What is needed:
In the entries that run from the line containing "texture in the photo below." through the end of the entries, replace "evaluation round" with "review round" and give those lines again with nothing else changed.
-- Data for processing start --
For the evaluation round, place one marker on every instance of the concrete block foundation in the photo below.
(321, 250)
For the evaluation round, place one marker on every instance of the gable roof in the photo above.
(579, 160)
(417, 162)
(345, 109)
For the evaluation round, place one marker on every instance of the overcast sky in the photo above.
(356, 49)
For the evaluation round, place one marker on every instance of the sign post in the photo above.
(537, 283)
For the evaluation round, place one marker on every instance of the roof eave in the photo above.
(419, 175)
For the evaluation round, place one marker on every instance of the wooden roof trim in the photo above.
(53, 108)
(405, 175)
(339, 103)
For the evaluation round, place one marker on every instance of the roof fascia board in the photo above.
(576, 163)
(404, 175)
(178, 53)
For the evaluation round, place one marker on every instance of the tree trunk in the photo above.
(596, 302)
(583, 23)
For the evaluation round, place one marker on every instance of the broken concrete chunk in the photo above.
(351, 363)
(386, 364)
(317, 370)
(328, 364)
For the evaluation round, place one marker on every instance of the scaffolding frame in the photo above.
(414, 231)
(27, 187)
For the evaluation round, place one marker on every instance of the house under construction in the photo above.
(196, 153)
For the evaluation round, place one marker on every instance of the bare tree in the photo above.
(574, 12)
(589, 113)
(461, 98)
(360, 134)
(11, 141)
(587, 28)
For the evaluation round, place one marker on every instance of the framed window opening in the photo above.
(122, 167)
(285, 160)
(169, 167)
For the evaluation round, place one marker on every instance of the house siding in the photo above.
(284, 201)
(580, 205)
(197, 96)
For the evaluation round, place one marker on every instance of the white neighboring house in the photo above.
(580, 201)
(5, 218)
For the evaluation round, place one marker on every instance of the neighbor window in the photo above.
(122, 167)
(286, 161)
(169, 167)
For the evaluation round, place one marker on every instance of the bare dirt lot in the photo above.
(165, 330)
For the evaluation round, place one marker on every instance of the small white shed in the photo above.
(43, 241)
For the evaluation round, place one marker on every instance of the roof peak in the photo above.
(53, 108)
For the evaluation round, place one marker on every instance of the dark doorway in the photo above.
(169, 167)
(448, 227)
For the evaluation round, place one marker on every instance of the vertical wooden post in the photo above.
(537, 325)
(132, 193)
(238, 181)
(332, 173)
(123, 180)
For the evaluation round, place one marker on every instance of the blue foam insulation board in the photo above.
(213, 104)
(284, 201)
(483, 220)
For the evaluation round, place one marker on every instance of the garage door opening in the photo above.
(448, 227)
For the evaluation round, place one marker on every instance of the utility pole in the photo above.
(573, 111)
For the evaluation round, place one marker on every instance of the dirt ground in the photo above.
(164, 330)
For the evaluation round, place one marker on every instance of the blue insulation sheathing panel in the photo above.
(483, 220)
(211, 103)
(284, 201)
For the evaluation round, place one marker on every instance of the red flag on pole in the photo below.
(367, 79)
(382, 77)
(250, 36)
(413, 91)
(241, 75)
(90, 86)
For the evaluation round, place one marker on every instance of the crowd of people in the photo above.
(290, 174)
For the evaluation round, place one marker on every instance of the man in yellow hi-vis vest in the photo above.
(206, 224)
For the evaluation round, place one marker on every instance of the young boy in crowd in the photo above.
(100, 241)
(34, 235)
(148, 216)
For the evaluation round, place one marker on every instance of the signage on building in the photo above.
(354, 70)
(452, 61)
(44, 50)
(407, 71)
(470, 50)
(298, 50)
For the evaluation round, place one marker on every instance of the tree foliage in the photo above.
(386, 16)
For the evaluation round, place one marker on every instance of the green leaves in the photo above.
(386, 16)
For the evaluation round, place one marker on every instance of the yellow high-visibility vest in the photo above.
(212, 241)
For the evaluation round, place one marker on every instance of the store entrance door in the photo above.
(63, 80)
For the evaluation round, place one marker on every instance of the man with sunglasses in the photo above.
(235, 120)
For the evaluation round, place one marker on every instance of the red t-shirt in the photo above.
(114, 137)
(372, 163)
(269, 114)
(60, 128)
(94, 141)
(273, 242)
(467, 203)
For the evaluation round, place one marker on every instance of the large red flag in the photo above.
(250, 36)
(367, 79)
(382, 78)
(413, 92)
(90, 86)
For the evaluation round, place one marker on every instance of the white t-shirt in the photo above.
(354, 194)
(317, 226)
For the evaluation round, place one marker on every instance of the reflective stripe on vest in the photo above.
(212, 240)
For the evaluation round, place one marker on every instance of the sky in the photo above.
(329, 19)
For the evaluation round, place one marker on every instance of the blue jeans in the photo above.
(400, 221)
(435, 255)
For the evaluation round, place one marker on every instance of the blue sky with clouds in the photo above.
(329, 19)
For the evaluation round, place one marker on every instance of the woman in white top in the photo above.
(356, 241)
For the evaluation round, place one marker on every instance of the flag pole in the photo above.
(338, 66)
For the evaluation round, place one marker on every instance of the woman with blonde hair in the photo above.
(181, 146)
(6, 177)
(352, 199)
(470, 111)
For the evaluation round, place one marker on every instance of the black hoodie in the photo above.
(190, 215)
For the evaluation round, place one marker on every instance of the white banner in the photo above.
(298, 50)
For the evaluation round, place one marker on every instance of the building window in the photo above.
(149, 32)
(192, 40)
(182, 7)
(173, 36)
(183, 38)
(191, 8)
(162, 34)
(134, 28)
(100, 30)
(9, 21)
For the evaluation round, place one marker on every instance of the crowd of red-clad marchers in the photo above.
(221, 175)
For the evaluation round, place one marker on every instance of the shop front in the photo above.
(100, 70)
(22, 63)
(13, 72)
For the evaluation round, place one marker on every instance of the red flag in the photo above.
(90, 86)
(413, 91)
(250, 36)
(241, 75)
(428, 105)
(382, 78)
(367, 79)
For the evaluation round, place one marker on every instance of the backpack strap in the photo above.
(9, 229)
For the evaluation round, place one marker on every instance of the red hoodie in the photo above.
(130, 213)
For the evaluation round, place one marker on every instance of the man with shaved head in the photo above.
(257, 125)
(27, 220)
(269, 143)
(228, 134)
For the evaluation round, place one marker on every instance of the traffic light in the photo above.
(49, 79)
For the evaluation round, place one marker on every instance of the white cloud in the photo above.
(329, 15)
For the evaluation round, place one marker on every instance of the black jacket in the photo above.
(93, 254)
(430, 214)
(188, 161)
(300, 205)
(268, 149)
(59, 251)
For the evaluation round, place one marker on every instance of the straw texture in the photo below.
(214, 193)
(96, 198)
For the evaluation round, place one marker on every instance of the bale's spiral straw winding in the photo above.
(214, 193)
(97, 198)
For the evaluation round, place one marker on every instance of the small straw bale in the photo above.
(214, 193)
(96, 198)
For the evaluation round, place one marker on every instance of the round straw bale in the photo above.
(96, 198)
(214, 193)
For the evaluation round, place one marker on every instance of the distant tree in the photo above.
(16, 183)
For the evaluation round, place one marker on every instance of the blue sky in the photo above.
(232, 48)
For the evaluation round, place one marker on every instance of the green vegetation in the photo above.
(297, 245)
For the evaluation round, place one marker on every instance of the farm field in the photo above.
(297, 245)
-- Data for processing end --
Written answer:
For the review round, place one marker on every instance of the straw texture in the photo below.
(214, 193)
(96, 198)
For the review round, place one marker on every instance of the bale's spiral straw winding in the photo above.
(214, 193)
(97, 198)
For the review round, place one marker on every instance of the small straw bale in the photo above.
(214, 193)
(96, 198)
For the review round, place one marker on every instance of the round straw bale in the photo above.
(96, 198)
(214, 193)
For the review round, place one marker on every instance of the distant tree in the photo above.
(16, 183)
For the review round, place one marker on every instance of the blue sky in the photo above.
(232, 48)
For the review round, place one marker on every instance of the green vegetation in the photo above.
(297, 245)
For the review round, place one marker on every instance of the farm field in the photo above.
(297, 245)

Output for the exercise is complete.